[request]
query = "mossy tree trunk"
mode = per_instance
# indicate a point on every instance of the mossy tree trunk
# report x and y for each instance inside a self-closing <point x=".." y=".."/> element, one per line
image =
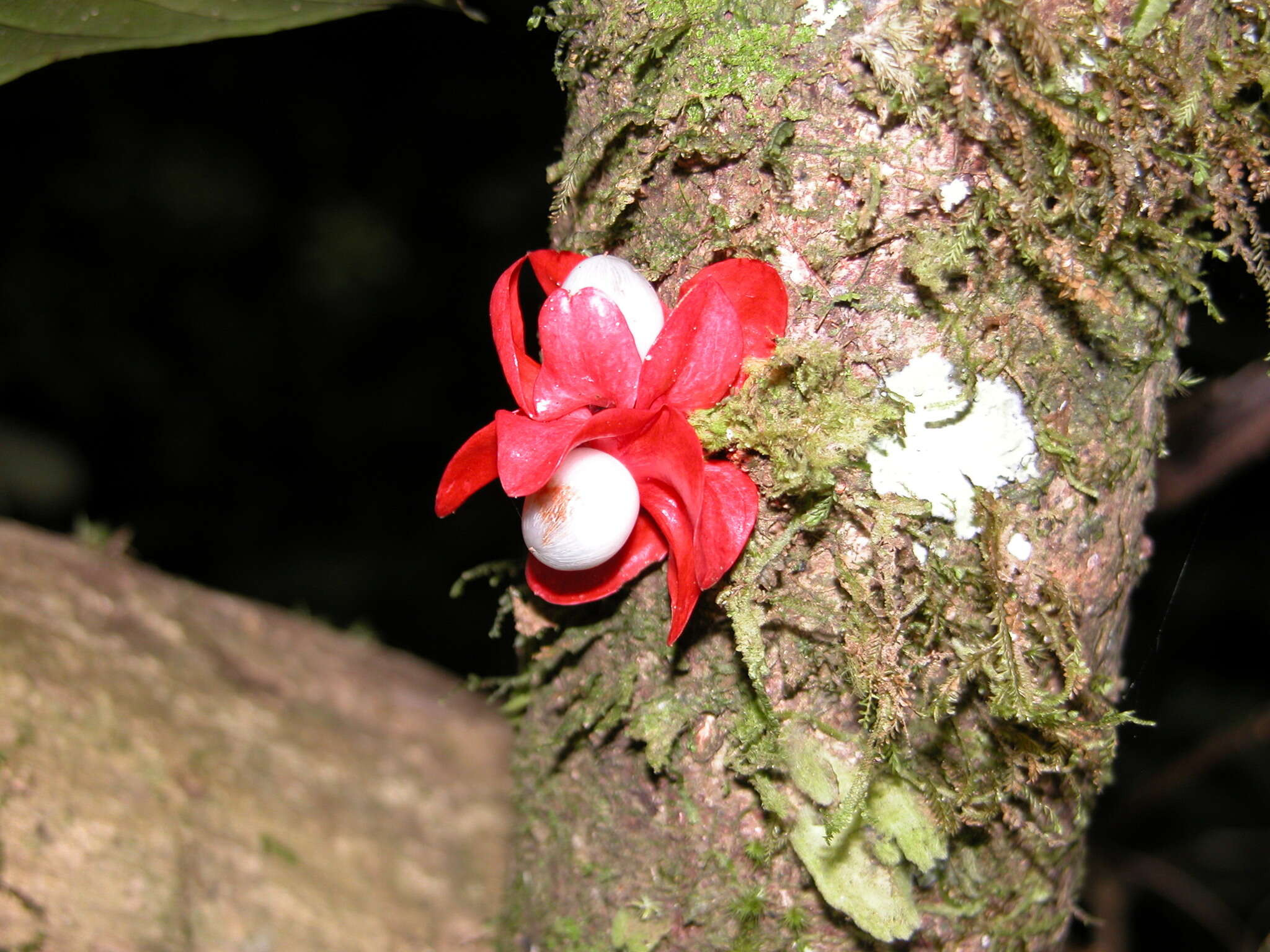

Goal of the exercise » Reproduce the entries above word for word, leaving out the picture.

Solution for this task »
[request]
query = "mossy tree trunk"
mode = per_instance
# indicate a point on every instance of the mossy tree trunk
# report x and y for each instance inside a self-closing <point x=".." y=".."/> element, one per line
image =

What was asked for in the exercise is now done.